Work to be completed: Work through the records below, line by line, and say how many lines include "water", with nothing else.
'''
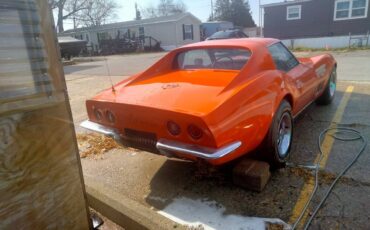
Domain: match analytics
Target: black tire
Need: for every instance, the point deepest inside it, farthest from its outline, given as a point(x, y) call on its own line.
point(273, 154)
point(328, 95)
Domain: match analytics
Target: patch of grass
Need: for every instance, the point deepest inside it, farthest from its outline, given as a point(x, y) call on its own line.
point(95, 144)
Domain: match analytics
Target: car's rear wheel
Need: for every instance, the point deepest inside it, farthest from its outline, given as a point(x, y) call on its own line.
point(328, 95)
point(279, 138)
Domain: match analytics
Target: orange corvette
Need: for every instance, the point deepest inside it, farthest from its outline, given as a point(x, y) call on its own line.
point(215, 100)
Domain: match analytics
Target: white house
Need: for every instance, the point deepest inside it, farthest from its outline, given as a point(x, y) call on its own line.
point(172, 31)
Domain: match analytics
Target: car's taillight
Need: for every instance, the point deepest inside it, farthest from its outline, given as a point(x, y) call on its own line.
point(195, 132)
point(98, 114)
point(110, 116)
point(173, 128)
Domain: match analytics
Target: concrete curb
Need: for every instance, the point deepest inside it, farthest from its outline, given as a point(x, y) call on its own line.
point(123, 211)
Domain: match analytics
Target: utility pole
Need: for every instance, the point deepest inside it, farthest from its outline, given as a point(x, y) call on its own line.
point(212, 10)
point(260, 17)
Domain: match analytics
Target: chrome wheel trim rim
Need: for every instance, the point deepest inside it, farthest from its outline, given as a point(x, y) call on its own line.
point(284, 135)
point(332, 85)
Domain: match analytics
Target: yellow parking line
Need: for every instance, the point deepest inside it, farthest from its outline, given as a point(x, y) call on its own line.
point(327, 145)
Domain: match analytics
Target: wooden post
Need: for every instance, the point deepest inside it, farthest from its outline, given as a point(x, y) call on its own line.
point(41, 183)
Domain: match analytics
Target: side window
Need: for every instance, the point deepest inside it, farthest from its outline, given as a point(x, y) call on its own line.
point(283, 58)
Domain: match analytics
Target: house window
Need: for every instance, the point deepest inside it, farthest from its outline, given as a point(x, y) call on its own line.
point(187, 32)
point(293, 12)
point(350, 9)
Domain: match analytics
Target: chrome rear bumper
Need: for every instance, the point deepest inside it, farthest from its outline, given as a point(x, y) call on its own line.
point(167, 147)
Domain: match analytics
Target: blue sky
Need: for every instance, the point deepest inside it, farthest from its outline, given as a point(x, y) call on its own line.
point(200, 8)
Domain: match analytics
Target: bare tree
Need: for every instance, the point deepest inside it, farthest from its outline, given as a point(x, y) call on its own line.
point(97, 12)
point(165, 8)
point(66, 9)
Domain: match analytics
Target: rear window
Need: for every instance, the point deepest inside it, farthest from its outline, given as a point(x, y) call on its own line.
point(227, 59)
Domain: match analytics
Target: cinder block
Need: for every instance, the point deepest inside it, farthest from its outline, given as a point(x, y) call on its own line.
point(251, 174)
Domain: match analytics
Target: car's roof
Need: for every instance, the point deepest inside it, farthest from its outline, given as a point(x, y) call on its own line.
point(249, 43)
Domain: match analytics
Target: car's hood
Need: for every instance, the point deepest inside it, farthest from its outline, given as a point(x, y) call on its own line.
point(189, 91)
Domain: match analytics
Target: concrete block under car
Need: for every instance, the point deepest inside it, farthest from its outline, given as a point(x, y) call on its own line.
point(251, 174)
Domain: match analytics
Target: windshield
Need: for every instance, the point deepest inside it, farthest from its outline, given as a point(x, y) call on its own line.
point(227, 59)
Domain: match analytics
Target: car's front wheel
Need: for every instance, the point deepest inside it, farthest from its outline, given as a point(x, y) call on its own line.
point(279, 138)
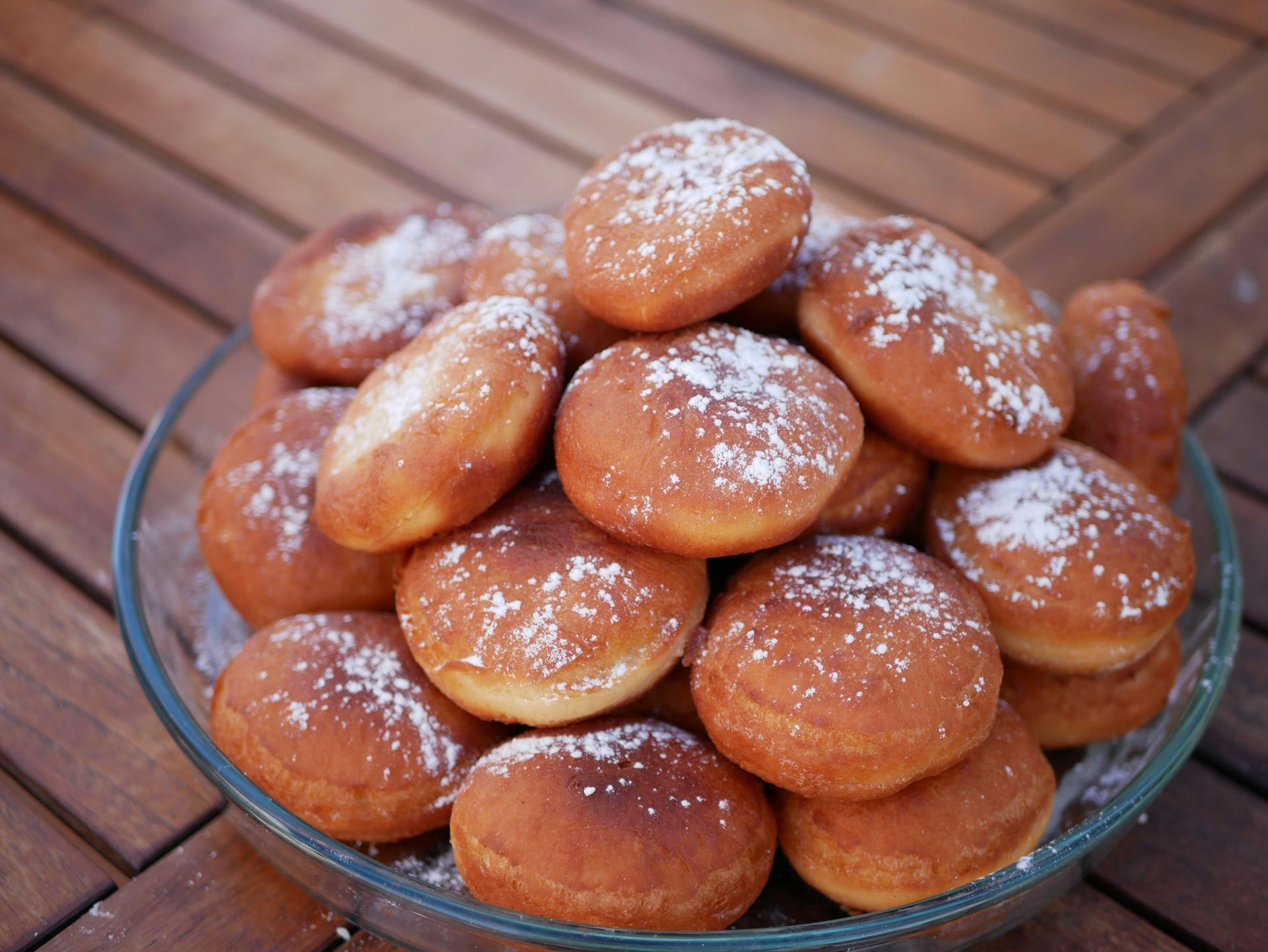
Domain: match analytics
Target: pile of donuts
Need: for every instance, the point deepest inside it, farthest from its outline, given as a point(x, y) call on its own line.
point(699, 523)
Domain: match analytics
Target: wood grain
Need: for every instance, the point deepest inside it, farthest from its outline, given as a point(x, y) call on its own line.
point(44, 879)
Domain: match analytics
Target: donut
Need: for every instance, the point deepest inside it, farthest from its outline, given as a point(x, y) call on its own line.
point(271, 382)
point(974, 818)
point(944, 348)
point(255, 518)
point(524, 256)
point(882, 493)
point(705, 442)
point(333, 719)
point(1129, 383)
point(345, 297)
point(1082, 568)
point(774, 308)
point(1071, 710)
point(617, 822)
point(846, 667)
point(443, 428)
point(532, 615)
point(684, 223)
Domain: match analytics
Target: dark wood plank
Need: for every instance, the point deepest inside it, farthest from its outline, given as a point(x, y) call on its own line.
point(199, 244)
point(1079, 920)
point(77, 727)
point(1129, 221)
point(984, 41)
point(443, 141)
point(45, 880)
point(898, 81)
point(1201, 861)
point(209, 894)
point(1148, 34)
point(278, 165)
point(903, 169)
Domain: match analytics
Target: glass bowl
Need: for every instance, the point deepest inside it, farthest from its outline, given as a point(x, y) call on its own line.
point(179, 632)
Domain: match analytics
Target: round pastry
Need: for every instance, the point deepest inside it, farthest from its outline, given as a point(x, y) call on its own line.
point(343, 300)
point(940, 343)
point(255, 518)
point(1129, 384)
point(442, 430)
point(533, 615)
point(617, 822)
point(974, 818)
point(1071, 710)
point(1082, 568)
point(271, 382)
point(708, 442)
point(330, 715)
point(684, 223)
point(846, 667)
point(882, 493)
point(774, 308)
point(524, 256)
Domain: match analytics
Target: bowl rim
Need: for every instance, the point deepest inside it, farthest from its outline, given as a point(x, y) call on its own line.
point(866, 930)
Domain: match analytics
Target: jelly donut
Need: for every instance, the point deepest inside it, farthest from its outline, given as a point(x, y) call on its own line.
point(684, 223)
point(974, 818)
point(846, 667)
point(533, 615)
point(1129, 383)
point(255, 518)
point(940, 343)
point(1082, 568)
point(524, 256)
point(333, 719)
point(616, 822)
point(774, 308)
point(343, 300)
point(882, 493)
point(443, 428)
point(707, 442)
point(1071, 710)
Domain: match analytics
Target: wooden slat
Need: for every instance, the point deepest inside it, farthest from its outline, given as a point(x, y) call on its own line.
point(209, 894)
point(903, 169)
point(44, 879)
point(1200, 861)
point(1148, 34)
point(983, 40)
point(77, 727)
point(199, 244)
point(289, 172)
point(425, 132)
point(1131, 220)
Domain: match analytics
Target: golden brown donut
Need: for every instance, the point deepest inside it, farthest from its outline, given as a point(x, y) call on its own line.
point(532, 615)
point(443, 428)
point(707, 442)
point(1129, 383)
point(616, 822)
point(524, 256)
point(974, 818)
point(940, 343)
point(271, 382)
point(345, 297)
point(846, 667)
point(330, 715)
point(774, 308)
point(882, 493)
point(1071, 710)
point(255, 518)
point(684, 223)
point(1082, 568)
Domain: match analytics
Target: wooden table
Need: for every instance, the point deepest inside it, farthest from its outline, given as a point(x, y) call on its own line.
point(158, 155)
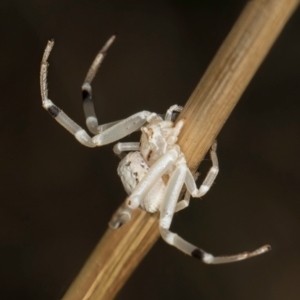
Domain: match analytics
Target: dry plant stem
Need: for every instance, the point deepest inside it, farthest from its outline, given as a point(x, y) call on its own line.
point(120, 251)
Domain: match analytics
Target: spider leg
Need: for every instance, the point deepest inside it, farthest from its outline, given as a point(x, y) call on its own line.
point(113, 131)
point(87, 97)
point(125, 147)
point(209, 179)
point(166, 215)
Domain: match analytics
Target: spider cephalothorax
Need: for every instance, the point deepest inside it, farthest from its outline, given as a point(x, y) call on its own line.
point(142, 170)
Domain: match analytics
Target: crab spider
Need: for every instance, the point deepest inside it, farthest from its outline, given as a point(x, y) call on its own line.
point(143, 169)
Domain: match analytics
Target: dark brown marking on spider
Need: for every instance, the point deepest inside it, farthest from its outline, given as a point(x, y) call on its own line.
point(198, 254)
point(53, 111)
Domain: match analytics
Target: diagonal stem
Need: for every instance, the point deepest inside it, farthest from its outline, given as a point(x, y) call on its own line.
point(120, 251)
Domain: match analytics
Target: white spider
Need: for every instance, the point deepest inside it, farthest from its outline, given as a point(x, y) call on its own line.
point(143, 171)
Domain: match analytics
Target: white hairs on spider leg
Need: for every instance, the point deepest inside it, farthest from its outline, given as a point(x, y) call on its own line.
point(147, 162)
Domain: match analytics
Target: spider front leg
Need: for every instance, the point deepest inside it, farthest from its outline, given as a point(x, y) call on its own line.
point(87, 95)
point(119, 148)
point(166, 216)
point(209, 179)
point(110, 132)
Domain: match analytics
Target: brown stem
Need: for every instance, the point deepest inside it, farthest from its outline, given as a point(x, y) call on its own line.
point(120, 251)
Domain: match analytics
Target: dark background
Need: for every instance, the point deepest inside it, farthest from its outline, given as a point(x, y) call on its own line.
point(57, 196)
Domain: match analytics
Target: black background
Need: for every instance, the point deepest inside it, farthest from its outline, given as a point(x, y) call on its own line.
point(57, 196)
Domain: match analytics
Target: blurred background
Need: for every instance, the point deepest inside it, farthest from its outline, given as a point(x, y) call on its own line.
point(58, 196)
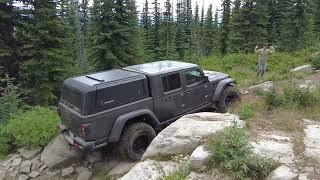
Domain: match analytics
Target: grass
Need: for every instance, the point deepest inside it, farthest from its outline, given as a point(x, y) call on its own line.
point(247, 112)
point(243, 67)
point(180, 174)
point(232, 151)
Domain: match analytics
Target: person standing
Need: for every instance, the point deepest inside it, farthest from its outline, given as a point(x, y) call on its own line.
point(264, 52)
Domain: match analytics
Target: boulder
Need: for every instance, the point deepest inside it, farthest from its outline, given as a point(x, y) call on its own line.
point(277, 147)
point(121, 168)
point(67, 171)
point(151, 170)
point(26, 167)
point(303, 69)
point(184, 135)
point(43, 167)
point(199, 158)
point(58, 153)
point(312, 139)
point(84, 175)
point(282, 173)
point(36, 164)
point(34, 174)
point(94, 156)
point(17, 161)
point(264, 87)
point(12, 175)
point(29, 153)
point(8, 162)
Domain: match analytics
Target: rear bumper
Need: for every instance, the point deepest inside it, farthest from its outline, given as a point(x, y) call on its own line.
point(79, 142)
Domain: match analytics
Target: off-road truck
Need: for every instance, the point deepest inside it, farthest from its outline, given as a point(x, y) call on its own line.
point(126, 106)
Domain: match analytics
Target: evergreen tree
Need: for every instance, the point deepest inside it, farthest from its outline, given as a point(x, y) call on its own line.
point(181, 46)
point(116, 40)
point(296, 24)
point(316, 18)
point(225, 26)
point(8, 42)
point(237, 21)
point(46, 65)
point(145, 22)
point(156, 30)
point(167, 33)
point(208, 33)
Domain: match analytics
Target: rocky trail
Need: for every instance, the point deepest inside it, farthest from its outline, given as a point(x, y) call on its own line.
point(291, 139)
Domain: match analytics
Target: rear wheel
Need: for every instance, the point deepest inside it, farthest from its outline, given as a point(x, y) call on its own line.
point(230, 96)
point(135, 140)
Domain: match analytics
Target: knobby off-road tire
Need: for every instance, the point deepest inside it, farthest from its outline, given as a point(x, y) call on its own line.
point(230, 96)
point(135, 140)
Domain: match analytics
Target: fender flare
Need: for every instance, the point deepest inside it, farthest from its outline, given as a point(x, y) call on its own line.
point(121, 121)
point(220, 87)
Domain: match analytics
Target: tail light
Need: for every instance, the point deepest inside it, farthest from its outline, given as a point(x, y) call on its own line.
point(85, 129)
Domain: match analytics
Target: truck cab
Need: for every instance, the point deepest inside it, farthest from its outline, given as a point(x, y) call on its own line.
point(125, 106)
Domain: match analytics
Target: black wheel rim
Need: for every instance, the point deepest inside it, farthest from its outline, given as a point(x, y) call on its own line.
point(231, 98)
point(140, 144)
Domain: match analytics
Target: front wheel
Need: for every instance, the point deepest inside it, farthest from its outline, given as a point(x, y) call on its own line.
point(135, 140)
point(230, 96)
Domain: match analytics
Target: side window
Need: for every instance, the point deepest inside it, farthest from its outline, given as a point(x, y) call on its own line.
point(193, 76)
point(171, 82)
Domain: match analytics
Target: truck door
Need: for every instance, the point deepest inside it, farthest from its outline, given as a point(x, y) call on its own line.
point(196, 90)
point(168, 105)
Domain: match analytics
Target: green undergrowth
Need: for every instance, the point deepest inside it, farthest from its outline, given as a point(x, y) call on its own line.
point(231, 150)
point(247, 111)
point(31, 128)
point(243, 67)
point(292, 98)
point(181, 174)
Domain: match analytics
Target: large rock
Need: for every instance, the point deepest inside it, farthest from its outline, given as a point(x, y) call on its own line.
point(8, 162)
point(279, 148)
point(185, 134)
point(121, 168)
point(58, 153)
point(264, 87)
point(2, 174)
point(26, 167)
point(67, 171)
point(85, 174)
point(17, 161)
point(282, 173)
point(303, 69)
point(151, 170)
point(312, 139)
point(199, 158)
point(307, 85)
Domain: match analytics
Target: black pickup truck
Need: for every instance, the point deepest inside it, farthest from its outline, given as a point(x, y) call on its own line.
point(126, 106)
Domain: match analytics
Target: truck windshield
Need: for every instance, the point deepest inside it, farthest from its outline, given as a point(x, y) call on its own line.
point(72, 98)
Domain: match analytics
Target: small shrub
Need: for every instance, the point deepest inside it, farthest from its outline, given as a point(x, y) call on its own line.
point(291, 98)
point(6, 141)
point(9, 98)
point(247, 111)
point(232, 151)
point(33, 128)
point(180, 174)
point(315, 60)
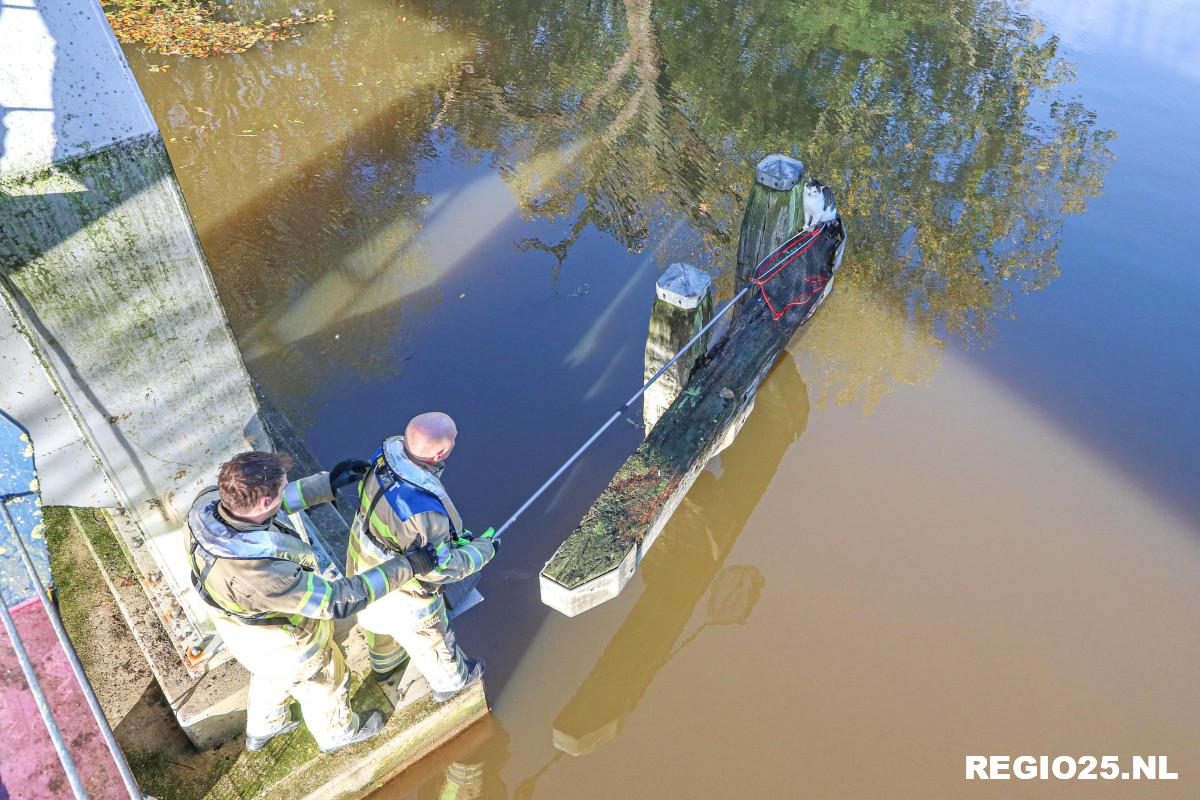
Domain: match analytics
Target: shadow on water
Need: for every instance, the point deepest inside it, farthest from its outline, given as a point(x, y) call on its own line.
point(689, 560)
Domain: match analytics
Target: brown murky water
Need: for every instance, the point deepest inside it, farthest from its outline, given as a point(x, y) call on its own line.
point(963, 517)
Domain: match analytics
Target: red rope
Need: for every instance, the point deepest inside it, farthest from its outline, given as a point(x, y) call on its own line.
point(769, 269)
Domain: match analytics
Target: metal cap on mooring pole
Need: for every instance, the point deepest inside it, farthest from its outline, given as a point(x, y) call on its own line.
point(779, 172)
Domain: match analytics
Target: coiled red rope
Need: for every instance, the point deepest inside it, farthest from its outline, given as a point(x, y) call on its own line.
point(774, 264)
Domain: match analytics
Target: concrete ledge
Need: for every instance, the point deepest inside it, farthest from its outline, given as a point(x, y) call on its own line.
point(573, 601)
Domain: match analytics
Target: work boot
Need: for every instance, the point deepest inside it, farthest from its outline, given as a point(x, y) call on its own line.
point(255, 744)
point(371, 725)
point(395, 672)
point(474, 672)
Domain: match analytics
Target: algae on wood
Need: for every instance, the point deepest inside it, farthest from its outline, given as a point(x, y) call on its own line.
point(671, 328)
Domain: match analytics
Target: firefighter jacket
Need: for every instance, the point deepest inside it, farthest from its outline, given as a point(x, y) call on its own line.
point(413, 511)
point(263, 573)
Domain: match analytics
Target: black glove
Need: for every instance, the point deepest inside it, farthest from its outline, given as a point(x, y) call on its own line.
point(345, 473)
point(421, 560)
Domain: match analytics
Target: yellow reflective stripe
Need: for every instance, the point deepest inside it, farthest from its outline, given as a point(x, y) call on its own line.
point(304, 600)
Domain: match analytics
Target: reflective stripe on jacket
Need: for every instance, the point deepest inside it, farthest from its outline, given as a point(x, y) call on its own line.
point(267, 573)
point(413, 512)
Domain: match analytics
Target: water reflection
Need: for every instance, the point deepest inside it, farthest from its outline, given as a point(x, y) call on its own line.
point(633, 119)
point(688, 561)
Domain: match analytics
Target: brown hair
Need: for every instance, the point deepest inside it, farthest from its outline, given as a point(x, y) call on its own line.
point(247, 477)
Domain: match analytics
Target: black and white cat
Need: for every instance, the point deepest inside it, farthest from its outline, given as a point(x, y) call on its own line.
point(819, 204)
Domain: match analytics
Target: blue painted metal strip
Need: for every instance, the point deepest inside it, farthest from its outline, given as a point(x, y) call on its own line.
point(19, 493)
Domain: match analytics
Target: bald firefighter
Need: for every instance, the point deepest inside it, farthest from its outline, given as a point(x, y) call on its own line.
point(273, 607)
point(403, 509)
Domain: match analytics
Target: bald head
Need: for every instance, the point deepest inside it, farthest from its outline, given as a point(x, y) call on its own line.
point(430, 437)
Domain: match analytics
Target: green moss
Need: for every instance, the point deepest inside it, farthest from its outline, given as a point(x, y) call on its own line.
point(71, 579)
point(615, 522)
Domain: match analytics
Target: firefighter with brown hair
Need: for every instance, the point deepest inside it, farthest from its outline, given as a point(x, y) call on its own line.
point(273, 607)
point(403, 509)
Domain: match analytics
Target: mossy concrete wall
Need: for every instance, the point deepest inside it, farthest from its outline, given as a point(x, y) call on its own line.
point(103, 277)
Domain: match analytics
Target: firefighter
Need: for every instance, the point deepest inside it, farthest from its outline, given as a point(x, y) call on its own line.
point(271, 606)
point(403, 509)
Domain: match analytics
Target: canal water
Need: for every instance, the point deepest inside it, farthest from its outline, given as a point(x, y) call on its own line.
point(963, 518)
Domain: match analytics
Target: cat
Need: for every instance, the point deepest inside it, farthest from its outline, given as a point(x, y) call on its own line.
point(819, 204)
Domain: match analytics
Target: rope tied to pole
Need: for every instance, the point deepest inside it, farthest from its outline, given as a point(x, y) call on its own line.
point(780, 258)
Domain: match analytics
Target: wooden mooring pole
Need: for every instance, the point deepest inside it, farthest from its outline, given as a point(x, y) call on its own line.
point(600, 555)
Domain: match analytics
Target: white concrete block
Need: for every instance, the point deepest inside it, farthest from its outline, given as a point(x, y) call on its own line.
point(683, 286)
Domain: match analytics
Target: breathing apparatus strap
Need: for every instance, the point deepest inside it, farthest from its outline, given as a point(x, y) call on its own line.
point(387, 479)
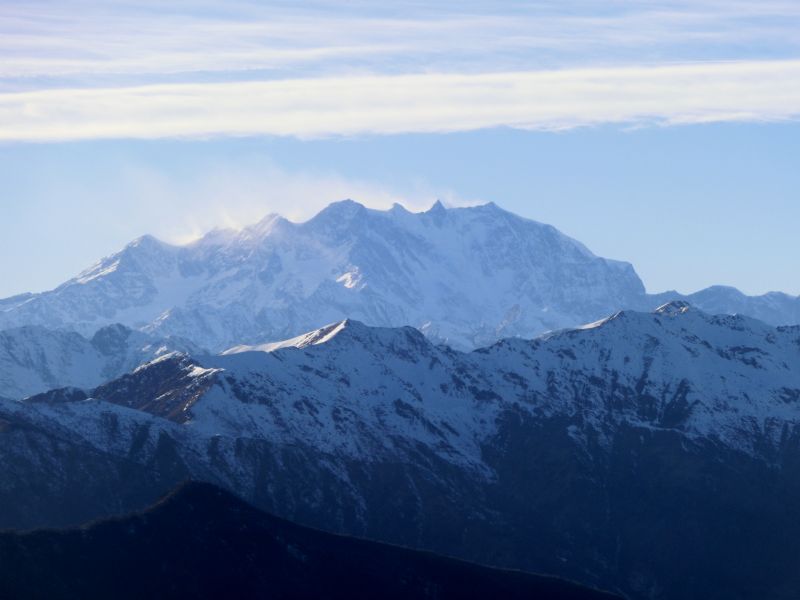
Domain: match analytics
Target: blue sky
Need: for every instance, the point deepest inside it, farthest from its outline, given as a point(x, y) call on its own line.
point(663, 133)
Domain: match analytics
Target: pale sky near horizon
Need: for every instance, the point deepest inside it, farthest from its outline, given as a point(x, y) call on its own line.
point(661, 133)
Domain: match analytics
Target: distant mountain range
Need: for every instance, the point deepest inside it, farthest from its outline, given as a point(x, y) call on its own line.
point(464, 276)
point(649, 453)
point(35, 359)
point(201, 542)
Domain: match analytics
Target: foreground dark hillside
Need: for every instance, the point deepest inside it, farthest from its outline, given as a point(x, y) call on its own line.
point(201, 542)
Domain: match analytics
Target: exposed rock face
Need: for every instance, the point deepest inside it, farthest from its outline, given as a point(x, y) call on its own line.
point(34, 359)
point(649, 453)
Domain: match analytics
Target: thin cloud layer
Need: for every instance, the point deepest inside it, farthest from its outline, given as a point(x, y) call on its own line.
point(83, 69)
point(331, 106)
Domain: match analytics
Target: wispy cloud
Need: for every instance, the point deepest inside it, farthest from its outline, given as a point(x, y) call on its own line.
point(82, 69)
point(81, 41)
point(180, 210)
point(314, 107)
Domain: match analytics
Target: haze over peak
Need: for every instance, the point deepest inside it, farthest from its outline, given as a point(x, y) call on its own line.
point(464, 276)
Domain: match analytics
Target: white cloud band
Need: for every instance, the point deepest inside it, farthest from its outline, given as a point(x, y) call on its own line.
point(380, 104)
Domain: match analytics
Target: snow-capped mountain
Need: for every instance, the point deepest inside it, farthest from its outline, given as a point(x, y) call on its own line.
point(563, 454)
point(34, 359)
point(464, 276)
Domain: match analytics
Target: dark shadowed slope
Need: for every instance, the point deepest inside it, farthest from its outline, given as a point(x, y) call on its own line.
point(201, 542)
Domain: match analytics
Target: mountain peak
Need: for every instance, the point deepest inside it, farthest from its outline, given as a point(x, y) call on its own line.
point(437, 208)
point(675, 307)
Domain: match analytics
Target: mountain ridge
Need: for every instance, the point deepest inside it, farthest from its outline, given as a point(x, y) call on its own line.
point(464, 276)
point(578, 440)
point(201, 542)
'''
Solution to the exercise: 4